Exercise prompt:
Reproduce the entries below with each instance of "with a point" substituted by "with a dot" and no other changes. Omit the pictures from the output.

--- START Recorded information ---

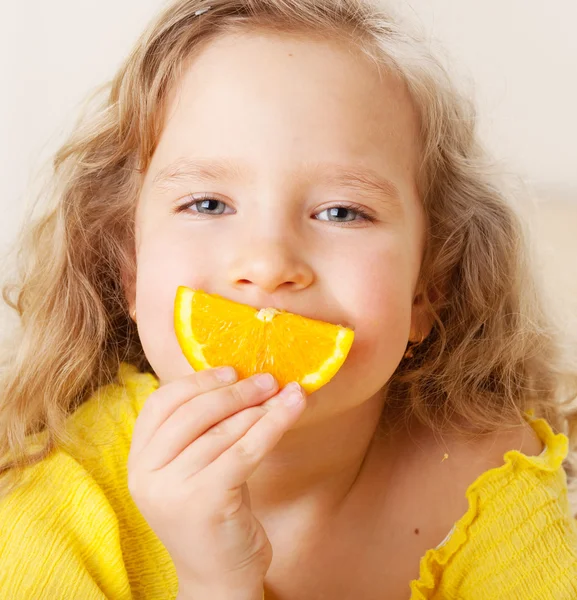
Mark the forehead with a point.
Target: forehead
(279, 101)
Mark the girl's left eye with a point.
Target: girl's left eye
(343, 214)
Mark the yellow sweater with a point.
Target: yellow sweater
(73, 532)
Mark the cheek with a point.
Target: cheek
(381, 293)
(164, 261)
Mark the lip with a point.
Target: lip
(281, 306)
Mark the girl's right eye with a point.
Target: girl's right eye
(204, 206)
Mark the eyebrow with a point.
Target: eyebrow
(354, 177)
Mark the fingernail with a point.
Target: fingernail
(292, 394)
(226, 374)
(265, 381)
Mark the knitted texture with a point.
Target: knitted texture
(72, 530)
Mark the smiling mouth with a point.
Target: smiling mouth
(266, 315)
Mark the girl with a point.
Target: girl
(310, 156)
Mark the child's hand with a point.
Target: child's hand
(195, 443)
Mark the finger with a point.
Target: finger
(234, 466)
(212, 443)
(193, 418)
(162, 403)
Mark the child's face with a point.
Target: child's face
(287, 116)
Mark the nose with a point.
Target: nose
(270, 266)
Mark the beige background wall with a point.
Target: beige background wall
(520, 56)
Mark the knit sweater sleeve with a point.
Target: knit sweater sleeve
(517, 540)
(59, 537)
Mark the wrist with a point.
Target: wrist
(194, 592)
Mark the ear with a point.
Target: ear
(422, 319)
(128, 280)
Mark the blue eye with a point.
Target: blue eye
(204, 206)
(345, 214)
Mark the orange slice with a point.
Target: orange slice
(213, 331)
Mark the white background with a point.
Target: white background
(521, 56)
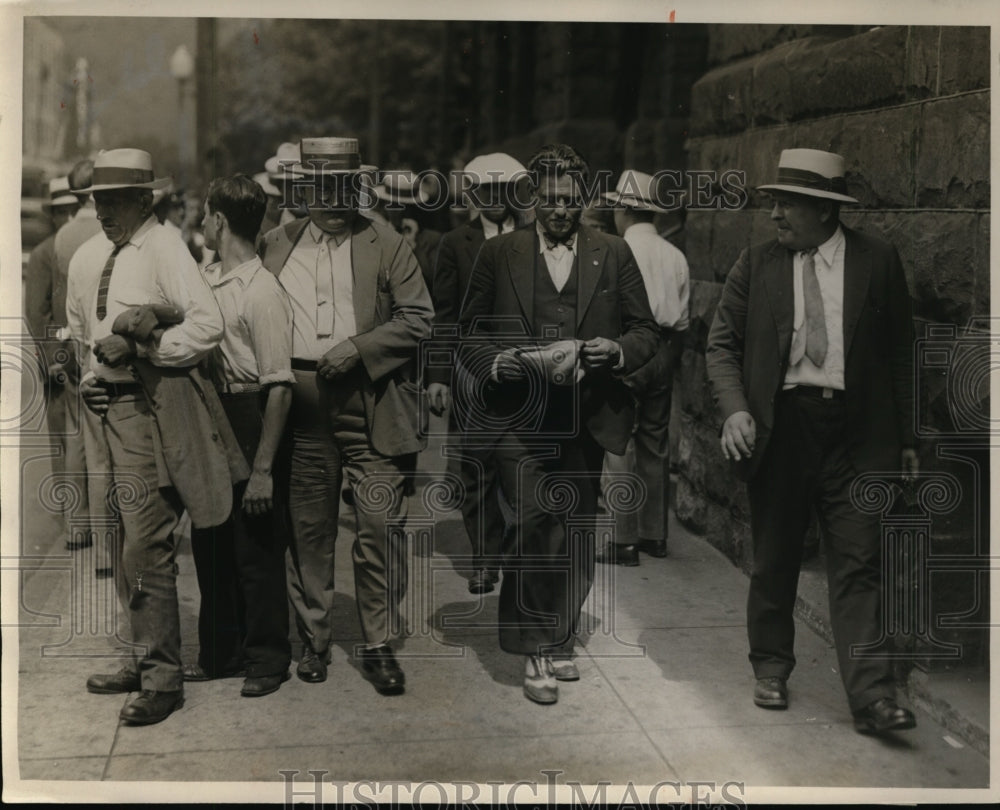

--- END Recorded information ---

Output:
Mark the forehead with a dot.
Target: forehead
(279, 101)
Mark the girl's left eye with a dot.
Target: girl's left eye
(343, 214)
Mark the yellow sweater with a dot.
Target: yellow sweater
(73, 532)
Mark the cheek with a dot.
Target: cheek
(381, 293)
(164, 261)
Mark the lip with a dot.
Target: lip
(281, 306)
Mark the girl's right eye with a dot.
Target: girl's right eye
(204, 206)
Mark the eyebrow with a dot.
Target: eyebrow
(354, 177)
Mark the fingernail with a dot.
Target: fingernail
(292, 394)
(226, 374)
(265, 381)
Mark the knitted texture with a dot.
Target: knitted texture
(72, 530)
Mark the smiling mouth with a dot.
Target: smiling mouth
(266, 315)
Mark the girl with a dot.
Target: girl
(310, 156)
Mark the child's hand with a dot.
Target: child's hand
(195, 443)
Mark the finger with a dot.
Target: finger
(234, 466)
(212, 443)
(193, 418)
(162, 403)
Mark the child's face with a dot.
Target: child's face
(287, 116)
Mark the nose with a dot.
Target: nose
(270, 266)
Mark the beige background wall with a dot.
Target: beige background wall
(520, 56)
Mark the knit sweater sleeve with a dot.
Target: knit sweater sleeve
(517, 540)
(59, 537)
Mark the wrist with a dot.
Target: wrist
(194, 592)
Mark the ear with a dot.
Target: ear
(422, 319)
(128, 280)
Mark the blue eye with a dot.
Target: blue eye
(204, 206)
(345, 214)
Mark the orange slice with a dot.
Target: orange slice
(213, 331)
Mark the white background with a dot.
Target: white background
(521, 56)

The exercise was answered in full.